-- Opening Marker --

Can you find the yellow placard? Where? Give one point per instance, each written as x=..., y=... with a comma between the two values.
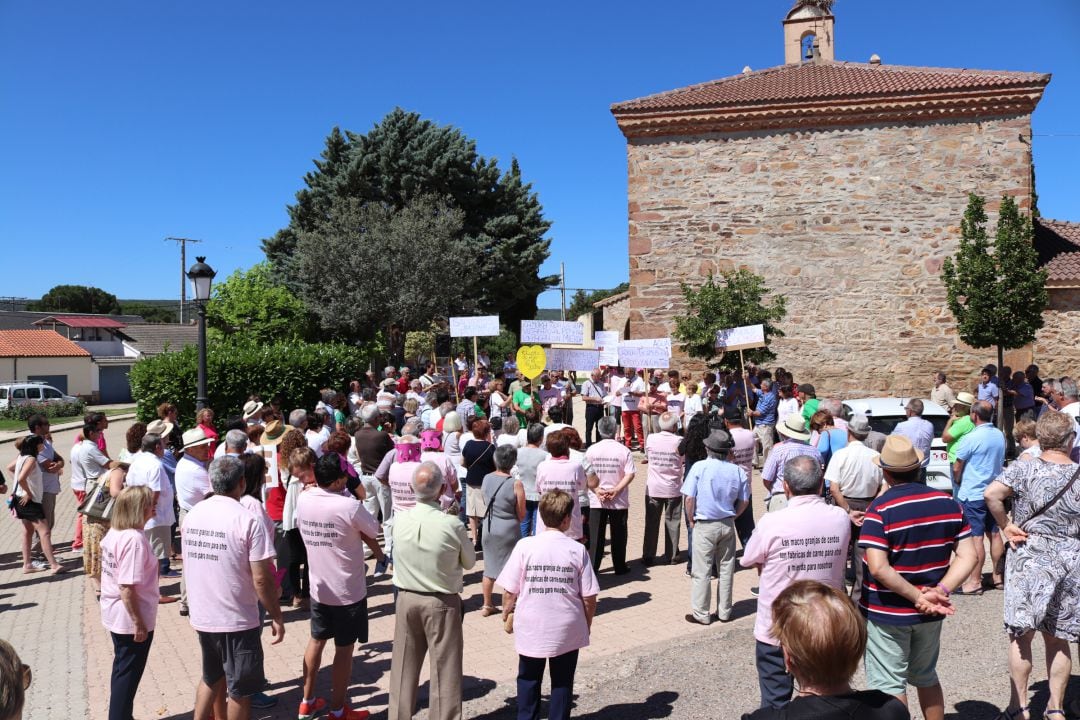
x=531, y=361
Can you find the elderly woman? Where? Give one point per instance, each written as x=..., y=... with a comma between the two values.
x=1042, y=568
x=823, y=637
x=26, y=501
x=502, y=521
x=129, y=595
x=553, y=610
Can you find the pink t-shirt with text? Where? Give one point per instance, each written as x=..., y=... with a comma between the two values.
x=665, y=465
x=332, y=526
x=550, y=573
x=127, y=559
x=808, y=540
x=611, y=461
x=568, y=476
x=220, y=541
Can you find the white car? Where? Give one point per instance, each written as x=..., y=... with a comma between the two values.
x=885, y=413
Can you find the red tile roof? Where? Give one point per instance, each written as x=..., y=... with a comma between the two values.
x=819, y=94
x=38, y=343
x=81, y=321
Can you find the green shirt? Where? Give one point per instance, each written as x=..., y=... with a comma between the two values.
x=958, y=430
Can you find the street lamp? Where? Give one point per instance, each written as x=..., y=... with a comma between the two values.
x=201, y=276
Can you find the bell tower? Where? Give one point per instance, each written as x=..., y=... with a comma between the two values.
x=809, y=32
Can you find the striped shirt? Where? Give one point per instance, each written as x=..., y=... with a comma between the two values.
x=919, y=529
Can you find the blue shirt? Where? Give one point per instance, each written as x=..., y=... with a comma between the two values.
x=767, y=406
x=921, y=434
x=983, y=452
x=718, y=486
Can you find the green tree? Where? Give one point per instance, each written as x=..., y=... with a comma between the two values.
x=997, y=294
x=582, y=301
x=250, y=302
x=736, y=300
x=404, y=158
x=77, y=298
x=367, y=267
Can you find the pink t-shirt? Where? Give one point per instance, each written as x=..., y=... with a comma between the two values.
x=220, y=541
x=743, y=452
x=611, y=461
x=127, y=559
x=568, y=476
x=332, y=527
x=400, y=478
x=665, y=465
x=550, y=573
x=808, y=540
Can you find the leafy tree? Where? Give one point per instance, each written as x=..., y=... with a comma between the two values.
x=582, y=301
x=404, y=158
x=79, y=299
x=368, y=267
x=252, y=303
x=738, y=299
x=997, y=293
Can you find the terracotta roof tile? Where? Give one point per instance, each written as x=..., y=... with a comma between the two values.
x=38, y=343
x=823, y=81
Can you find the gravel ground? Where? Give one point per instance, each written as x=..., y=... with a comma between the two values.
x=713, y=676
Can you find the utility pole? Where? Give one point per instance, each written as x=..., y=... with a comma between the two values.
x=183, y=242
x=562, y=285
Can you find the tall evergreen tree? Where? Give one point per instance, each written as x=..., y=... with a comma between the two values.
x=997, y=293
x=404, y=158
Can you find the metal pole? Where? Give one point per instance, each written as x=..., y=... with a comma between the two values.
x=201, y=399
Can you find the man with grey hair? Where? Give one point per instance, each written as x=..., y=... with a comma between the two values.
x=432, y=551
x=716, y=491
x=807, y=540
x=227, y=561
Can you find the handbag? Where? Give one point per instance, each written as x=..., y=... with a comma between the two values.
x=98, y=501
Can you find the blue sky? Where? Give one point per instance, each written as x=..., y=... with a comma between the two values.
x=126, y=122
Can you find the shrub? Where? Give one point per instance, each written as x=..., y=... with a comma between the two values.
x=51, y=410
x=237, y=368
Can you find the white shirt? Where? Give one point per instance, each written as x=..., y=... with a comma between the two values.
x=852, y=471
x=146, y=469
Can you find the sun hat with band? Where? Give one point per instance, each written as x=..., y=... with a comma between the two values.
x=899, y=456
x=794, y=426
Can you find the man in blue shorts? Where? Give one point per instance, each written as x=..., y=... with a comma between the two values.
x=979, y=460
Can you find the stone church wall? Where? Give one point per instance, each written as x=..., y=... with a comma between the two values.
x=851, y=225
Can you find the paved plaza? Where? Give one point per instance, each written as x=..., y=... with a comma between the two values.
x=645, y=661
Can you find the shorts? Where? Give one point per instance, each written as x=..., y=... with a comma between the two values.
x=238, y=656
x=346, y=623
x=475, y=506
x=979, y=517
x=898, y=655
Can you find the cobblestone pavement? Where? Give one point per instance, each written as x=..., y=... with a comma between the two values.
x=645, y=661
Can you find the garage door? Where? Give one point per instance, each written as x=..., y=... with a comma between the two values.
x=57, y=381
x=115, y=386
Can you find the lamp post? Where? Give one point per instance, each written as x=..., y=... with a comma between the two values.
x=201, y=276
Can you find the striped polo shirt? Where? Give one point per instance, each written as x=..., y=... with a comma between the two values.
x=918, y=528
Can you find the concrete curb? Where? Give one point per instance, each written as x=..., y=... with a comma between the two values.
x=11, y=436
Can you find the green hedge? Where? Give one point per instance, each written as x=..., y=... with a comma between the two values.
x=237, y=368
x=51, y=410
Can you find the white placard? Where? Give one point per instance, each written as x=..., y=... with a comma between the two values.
x=652, y=342
x=643, y=356
x=561, y=358
x=483, y=326
x=607, y=342
x=548, y=331
x=741, y=338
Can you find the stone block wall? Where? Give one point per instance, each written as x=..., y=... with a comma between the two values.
x=850, y=223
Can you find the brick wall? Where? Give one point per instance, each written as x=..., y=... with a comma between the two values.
x=851, y=225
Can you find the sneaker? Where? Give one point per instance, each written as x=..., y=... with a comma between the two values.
x=261, y=701
x=309, y=710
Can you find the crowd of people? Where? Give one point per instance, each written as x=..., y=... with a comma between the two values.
x=858, y=557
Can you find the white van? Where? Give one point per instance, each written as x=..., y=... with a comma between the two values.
x=13, y=394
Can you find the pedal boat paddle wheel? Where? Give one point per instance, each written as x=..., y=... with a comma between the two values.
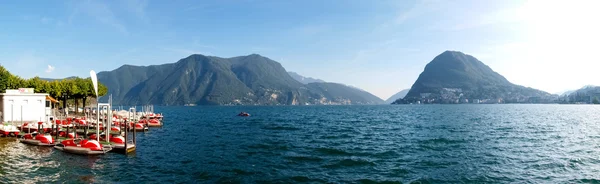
x=38, y=139
x=82, y=147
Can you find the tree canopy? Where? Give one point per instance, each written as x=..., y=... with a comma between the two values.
x=74, y=88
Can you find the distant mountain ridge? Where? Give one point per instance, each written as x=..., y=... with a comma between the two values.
x=209, y=80
x=400, y=94
x=454, y=77
x=588, y=94
x=51, y=79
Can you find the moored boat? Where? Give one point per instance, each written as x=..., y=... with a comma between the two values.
x=38, y=139
x=9, y=130
x=82, y=147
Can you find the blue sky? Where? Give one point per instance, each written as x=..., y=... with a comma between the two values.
x=380, y=46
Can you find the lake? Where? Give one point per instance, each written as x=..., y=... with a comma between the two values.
x=338, y=144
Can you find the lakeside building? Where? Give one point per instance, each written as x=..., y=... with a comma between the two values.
x=24, y=104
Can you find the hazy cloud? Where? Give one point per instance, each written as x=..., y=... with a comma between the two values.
x=50, y=69
x=185, y=51
x=99, y=11
x=137, y=7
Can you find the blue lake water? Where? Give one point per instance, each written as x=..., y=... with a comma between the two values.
x=338, y=144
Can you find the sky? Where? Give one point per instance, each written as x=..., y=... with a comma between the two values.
x=380, y=46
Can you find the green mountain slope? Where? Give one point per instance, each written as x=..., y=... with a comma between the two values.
x=452, y=76
x=208, y=80
x=400, y=94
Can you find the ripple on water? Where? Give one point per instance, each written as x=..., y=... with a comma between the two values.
x=350, y=163
x=338, y=144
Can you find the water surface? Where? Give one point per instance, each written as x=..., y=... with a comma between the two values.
x=339, y=144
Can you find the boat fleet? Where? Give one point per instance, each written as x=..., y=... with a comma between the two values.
x=99, y=132
x=85, y=136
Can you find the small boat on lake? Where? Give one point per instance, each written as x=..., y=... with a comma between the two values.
x=82, y=147
x=38, y=139
x=9, y=130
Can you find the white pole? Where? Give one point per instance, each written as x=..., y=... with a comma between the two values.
x=98, y=123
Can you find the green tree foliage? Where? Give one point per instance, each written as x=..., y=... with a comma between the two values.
x=74, y=88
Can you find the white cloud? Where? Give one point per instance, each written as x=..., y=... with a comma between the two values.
x=50, y=69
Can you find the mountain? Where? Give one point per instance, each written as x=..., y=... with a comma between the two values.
x=587, y=94
x=400, y=94
x=302, y=79
x=209, y=80
x=453, y=77
x=343, y=93
x=49, y=79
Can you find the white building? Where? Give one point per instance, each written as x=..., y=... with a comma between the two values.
x=24, y=105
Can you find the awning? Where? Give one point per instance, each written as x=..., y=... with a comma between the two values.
x=49, y=98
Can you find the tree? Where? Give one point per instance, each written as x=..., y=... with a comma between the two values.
x=76, y=89
x=4, y=79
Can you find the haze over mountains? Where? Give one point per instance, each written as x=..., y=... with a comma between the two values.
x=400, y=94
x=454, y=77
x=451, y=77
x=208, y=80
x=302, y=79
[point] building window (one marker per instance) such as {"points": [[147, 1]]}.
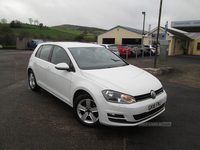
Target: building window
{"points": [[183, 44], [198, 46]]}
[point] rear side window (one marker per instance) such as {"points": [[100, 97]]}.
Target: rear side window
{"points": [[44, 52], [59, 55]]}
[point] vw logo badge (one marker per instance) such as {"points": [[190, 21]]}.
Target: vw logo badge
{"points": [[153, 94]]}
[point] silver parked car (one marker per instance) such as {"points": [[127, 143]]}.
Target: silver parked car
{"points": [[112, 48]]}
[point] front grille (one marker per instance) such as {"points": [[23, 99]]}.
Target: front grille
{"points": [[116, 118], [146, 115], [140, 117], [148, 95]]}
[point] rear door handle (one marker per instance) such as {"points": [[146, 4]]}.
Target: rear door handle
{"points": [[48, 68]]}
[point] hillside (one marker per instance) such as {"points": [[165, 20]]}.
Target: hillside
{"points": [[79, 28], [55, 33]]}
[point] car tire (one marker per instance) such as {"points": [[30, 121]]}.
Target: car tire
{"points": [[32, 81], [85, 110]]}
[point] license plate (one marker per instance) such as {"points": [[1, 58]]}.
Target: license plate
{"points": [[154, 106]]}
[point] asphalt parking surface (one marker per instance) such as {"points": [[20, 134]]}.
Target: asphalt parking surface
{"points": [[30, 120]]}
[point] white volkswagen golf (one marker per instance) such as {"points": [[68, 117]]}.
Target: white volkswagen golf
{"points": [[99, 85]]}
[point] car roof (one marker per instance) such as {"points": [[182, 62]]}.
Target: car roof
{"points": [[72, 44]]}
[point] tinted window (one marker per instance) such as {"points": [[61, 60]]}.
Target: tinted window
{"points": [[59, 55], [38, 52], [45, 51]]}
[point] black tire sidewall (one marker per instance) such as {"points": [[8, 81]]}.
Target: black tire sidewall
{"points": [[77, 100], [36, 87]]}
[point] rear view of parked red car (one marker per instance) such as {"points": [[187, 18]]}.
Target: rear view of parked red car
{"points": [[123, 49]]}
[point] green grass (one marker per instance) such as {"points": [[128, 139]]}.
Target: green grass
{"points": [[53, 32], [44, 31]]}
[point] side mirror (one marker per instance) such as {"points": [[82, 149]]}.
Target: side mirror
{"points": [[62, 66]]}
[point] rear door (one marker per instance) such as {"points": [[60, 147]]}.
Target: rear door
{"points": [[40, 64], [59, 81]]}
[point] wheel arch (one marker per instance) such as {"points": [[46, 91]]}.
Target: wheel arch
{"points": [[78, 93]]}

-- Closing Marker --

YOUR OBJECTIVE: Give back exactly the lines above starting at the line where "Target: green grass" appears and ending at the line where "[point] wheel arch" appears, both included, with no other lines.

EXERCISE RESPONSE:
Target: green grass
{"points": [[53, 32], [44, 31]]}
[point] side mirror (one marker per instance) such as {"points": [[82, 149]]}.
Target: side mirror
{"points": [[62, 66]]}
[point] rear door (one marker per instance) such as {"points": [[60, 147]]}.
Target: rear door
{"points": [[40, 64], [59, 81]]}
[point] wheel arch (one marker per instance) such as {"points": [[46, 91]]}.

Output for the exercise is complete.